Assigned task:
Using "story" as the search string, find the matching lines below and copy them.

Dataset entries:
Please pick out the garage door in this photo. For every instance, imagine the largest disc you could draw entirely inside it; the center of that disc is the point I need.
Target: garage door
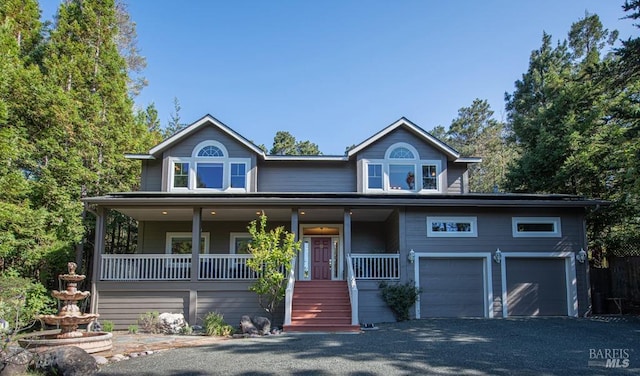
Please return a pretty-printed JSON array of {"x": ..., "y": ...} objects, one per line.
[
  {"x": 536, "y": 287},
  {"x": 452, "y": 287}
]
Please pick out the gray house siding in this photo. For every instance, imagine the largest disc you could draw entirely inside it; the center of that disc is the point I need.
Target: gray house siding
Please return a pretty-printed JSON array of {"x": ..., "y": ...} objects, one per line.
[
  {"x": 368, "y": 237},
  {"x": 455, "y": 178},
  {"x": 124, "y": 308},
  {"x": 378, "y": 149},
  {"x": 494, "y": 228},
  {"x": 371, "y": 307},
  {"x": 151, "y": 180},
  {"x": 185, "y": 147},
  {"x": 123, "y": 305},
  {"x": 154, "y": 235},
  {"x": 306, "y": 177},
  {"x": 392, "y": 229}
]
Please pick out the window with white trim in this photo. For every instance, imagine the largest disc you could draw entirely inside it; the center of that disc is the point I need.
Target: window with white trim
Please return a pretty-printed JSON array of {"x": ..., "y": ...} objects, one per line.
[
  {"x": 402, "y": 170},
  {"x": 210, "y": 168},
  {"x": 239, "y": 242},
  {"x": 179, "y": 243},
  {"x": 536, "y": 227},
  {"x": 456, "y": 227}
]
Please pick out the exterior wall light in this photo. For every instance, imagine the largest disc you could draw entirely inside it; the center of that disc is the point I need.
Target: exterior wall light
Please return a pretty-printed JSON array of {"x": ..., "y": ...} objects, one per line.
[
  {"x": 411, "y": 256},
  {"x": 498, "y": 256},
  {"x": 581, "y": 256}
]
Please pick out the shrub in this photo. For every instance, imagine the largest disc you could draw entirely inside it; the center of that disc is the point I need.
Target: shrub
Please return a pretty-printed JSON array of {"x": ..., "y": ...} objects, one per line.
[
  {"x": 214, "y": 325},
  {"x": 21, "y": 300},
  {"x": 108, "y": 326},
  {"x": 150, "y": 322},
  {"x": 272, "y": 253},
  {"x": 400, "y": 297}
]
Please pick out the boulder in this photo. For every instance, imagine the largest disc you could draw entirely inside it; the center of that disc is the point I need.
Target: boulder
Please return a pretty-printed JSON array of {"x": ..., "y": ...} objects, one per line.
[
  {"x": 172, "y": 323},
  {"x": 247, "y": 326},
  {"x": 262, "y": 324},
  {"x": 66, "y": 361},
  {"x": 14, "y": 361}
]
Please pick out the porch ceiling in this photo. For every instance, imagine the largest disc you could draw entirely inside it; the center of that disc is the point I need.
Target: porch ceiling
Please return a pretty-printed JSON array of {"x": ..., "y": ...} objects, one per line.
[{"x": 308, "y": 215}]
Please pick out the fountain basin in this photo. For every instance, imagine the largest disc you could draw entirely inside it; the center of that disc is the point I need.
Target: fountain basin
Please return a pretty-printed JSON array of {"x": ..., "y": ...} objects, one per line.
[{"x": 90, "y": 342}]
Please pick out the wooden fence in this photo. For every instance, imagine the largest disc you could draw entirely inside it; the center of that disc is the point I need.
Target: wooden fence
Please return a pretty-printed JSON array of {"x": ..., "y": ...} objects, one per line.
[{"x": 620, "y": 280}]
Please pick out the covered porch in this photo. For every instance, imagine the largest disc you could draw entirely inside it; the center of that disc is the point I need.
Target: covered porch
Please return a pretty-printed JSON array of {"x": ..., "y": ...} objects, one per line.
[{"x": 213, "y": 274}]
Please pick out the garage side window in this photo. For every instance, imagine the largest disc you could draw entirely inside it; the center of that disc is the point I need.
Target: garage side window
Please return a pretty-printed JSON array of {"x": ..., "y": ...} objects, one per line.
[
  {"x": 536, "y": 227},
  {"x": 452, "y": 227}
]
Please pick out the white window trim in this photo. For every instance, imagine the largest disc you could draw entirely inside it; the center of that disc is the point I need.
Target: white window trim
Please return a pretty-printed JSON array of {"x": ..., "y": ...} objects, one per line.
[
  {"x": 418, "y": 175},
  {"x": 193, "y": 161},
  {"x": 486, "y": 274},
  {"x": 556, "y": 233},
  {"x": 232, "y": 240},
  {"x": 473, "y": 221},
  {"x": 570, "y": 277},
  {"x": 171, "y": 235}
]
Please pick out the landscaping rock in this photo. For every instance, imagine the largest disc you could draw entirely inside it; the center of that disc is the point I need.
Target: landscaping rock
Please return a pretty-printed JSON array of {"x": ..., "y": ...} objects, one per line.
[
  {"x": 263, "y": 325},
  {"x": 172, "y": 323},
  {"x": 66, "y": 361},
  {"x": 100, "y": 360},
  {"x": 14, "y": 361},
  {"x": 247, "y": 326}
]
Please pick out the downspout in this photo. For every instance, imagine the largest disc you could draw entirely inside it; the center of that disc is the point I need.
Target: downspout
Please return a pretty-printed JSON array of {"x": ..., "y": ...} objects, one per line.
[
  {"x": 98, "y": 249},
  {"x": 288, "y": 296}
]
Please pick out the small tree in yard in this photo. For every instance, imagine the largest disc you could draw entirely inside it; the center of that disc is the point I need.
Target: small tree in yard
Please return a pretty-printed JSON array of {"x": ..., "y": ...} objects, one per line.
[{"x": 272, "y": 254}]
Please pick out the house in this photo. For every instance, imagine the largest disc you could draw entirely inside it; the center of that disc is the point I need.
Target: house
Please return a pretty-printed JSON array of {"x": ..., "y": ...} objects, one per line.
[{"x": 394, "y": 208}]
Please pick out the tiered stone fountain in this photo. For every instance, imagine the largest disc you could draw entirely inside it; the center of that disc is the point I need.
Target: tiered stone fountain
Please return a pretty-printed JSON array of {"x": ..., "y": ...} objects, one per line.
[{"x": 69, "y": 317}]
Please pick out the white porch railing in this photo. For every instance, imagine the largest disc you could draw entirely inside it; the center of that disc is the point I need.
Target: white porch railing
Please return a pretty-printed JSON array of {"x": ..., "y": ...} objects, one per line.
[
  {"x": 163, "y": 267},
  {"x": 145, "y": 267},
  {"x": 376, "y": 265},
  {"x": 353, "y": 290},
  {"x": 225, "y": 266}
]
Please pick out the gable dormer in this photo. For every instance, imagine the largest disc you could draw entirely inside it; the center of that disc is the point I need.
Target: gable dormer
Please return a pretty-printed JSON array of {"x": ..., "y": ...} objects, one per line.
[
  {"x": 206, "y": 156},
  {"x": 404, "y": 158}
]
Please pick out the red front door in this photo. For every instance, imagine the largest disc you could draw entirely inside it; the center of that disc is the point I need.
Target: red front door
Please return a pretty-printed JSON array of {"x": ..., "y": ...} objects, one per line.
[{"x": 321, "y": 258}]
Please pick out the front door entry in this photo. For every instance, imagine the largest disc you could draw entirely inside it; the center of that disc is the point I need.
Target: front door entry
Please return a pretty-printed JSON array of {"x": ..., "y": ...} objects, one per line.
[{"x": 321, "y": 258}]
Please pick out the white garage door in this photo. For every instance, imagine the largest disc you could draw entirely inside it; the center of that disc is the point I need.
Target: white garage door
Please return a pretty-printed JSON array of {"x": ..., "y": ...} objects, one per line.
[
  {"x": 452, "y": 287},
  {"x": 536, "y": 286}
]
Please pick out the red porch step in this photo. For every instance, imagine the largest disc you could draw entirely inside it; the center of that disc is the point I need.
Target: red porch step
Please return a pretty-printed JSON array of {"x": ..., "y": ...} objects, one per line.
[{"x": 321, "y": 306}]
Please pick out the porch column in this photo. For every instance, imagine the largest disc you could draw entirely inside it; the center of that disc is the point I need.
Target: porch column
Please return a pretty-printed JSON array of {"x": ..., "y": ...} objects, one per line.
[
  {"x": 295, "y": 224},
  {"x": 196, "y": 235},
  {"x": 98, "y": 250},
  {"x": 347, "y": 231}
]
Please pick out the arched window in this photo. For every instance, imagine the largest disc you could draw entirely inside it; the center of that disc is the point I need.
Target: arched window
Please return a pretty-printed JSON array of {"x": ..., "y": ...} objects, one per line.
[
  {"x": 401, "y": 153},
  {"x": 209, "y": 167},
  {"x": 210, "y": 151},
  {"x": 402, "y": 170}
]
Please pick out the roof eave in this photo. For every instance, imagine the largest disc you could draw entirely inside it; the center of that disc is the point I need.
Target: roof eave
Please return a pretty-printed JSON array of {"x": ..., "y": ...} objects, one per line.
[{"x": 449, "y": 151}]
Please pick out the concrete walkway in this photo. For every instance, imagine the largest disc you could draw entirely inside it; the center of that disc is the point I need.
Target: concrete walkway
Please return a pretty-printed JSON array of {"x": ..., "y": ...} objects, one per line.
[{"x": 541, "y": 346}]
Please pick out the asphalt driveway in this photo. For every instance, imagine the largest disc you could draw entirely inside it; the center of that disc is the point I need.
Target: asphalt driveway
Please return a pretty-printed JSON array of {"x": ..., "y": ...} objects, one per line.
[{"x": 540, "y": 346}]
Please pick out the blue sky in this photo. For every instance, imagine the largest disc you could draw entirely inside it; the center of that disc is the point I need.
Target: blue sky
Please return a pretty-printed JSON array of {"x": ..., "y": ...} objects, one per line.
[{"x": 336, "y": 72}]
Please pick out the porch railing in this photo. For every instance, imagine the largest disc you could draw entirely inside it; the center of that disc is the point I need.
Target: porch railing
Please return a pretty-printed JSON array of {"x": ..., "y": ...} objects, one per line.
[
  {"x": 376, "y": 265},
  {"x": 162, "y": 267},
  {"x": 145, "y": 267},
  {"x": 225, "y": 267},
  {"x": 353, "y": 290}
]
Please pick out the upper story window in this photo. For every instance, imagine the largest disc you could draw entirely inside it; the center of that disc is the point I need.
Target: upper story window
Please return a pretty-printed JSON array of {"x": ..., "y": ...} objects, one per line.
[
  {"x": 536, "y": 227},
  {"x": 209, "y": 167},
  {"x": 402, "y": 170},
  {"x": 452, "y": 227}
]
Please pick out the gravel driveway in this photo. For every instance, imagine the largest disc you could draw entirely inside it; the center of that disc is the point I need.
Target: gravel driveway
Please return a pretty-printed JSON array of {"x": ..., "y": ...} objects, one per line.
[{"x": 528, "y": 346}]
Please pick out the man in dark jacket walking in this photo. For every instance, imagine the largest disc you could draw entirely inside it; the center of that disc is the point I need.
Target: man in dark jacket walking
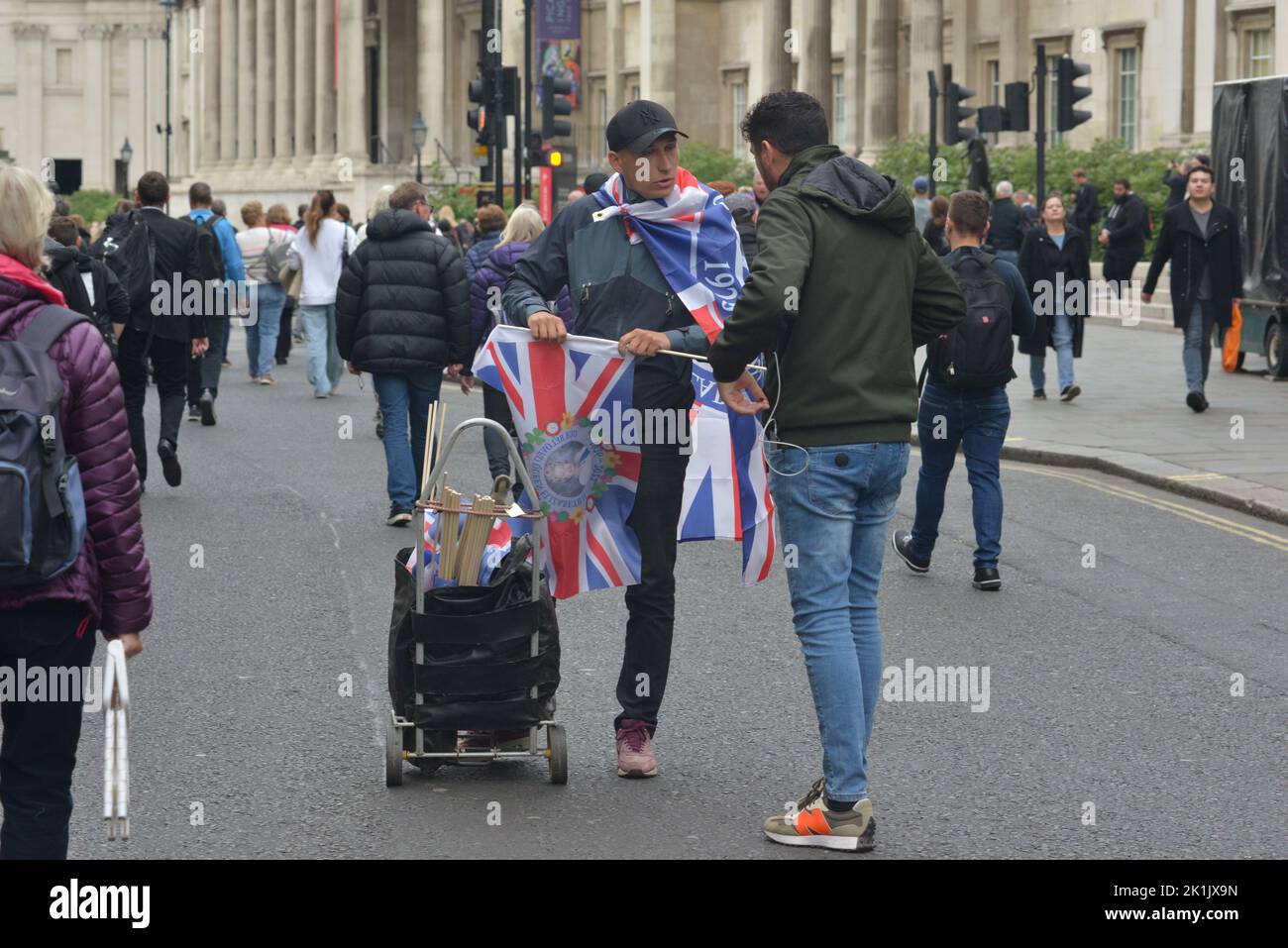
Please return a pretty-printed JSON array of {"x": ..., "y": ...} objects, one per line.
[
  {"x": 88, "y": 283},
  {"x": 1124, "y": 235},
  {"x": 617, "y": 291},
  {"x": 1201, "y": 239},
  {"x": 842, "y": 291},
  {"x": 159, "y": 329},
  {"x": 402, "y": 313},
  {"x": 1086, "y": 206}
]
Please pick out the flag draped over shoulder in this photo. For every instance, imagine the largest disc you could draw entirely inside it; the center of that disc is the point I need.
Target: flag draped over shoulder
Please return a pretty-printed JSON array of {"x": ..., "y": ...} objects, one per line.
[
  {"x": 694, "y": 241},
  {"x": 585, "y": 484}
]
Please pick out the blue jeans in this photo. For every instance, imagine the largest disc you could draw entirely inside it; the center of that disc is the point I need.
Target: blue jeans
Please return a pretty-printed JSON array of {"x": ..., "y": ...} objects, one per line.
[
  {"x": 1061, "y": 340},
  {"x": 978, "y": 421},
  {"x": 402, "y": 394},
  {"x": 833, "y": 505},
  {"x": 325, "y": 364},
  {"x": 262, "y": 335},
  {"x": 1198, "y": 347}
]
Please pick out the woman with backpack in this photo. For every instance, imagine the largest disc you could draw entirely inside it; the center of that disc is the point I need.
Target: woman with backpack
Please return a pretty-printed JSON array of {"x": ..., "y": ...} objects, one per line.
[
  {"x": 485, "y": 286},
  {"x": 50, "y": 609},
  {"x": 263, "y": 254},
  {"x": 1056, "y": 256},
  {"x": 321, "y": 248}
]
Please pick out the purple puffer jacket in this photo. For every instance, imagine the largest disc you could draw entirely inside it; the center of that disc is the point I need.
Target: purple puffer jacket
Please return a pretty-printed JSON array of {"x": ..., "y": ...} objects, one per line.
[
  {"x": 493, "y": 273},
  {"x": 111, "y": 576}
]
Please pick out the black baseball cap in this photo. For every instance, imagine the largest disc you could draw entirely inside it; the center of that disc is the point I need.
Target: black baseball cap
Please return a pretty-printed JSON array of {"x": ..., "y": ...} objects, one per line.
[{"x": 638, "y": 125}]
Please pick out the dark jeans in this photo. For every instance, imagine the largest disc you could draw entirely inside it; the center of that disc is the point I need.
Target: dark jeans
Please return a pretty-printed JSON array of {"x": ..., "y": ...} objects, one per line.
[
  {"x": 1119, "y": 266},
  {"x": 651, "y": 603},
  {"x": 204, "y": 372},
  {"x": 496, "y": 408},
  {"x": 39, "y": 750},
  {"x": 283, "y": 331},
  {"x": 170, "y": 361},
  {"x": 977, "y": 420}
]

Your response:
Please pick out the upper story window in this photo. For every instance, imagine the largest disc you could draw entirely inside it; the center of that disc is the point I need.
Target: upper story window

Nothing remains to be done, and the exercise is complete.